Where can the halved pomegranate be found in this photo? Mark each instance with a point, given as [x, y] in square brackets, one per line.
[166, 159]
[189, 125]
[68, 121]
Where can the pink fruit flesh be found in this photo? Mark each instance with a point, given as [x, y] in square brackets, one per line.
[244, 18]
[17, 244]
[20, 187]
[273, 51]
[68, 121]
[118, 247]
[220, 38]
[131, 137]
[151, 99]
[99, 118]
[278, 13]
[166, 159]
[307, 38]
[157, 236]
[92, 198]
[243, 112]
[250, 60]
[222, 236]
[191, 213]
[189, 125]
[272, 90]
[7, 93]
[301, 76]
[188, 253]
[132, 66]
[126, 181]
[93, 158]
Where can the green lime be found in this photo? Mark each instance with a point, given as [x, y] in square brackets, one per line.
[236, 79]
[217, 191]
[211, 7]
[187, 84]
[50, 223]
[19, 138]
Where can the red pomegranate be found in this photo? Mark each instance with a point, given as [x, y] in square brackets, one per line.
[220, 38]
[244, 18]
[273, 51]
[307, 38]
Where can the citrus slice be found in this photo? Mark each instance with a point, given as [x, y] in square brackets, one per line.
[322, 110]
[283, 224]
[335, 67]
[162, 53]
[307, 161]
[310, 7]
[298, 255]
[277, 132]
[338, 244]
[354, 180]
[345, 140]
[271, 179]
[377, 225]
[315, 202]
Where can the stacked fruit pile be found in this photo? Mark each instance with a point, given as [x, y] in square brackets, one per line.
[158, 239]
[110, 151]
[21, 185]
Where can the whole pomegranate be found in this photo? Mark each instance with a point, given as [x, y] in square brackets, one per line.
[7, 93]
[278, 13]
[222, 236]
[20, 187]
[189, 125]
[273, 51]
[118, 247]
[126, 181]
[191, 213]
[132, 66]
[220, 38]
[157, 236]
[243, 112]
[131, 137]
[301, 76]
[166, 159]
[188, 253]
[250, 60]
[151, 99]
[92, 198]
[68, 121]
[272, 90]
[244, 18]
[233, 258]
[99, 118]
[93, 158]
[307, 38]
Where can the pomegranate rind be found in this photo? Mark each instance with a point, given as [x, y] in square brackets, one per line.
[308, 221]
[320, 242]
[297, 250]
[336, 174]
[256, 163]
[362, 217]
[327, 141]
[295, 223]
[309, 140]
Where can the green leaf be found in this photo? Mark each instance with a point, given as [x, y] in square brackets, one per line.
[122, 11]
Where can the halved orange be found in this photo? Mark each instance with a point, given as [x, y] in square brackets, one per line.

Task prompt
Return, unchanged, each line from the line containing "Where can the stacked" through the last line of the material.

Solution for this task
Where can the stacked fruit pile be found in this photo? Mark each instance with a point, given as [x, y] in square brackets, one per line.
[158, 239]
[110, 151]
[21, 185]
Where can the whole pomegranate be found in this photo? Mark each instance with a point, given as [x, y] in square brackets, one per line.
[7, 93]
[278, 13]
[222, 236]
[20, 187]
[189, 125]
[273, 51]
[118, 247]
[126, 181]
[191, 213]
[132, 66]
[220, 38]
[157, 236]
[243, 112]
[131, 137]
[301, 76]
[166, 159]
[188, 253]
[250, 60]
[151, 99]
[92, 198]
[68, 121]
[272, 90]
[244, 18]
[233, 258]
[99, 118]
[93, 158]
[307, 38]
Where can the pomegranate rind be found in this photo? Mark each instance with a point, given as [x, y] in square brackets, one per line.
[308, 221]
[320, 242]
[297, 250]
[336, 174]
[256, 163]
[362, 217]
[327, 141]
[295, 223]
[309, 140]
Where can the green leaf be found in this photo? Mark each instance with a point, given as [x, y] in square brackets, one per line.
[122, 11]
Where can the halved orange be found in this photo? Mark each instance with a point, given as [x, y] in square brackets, one per line.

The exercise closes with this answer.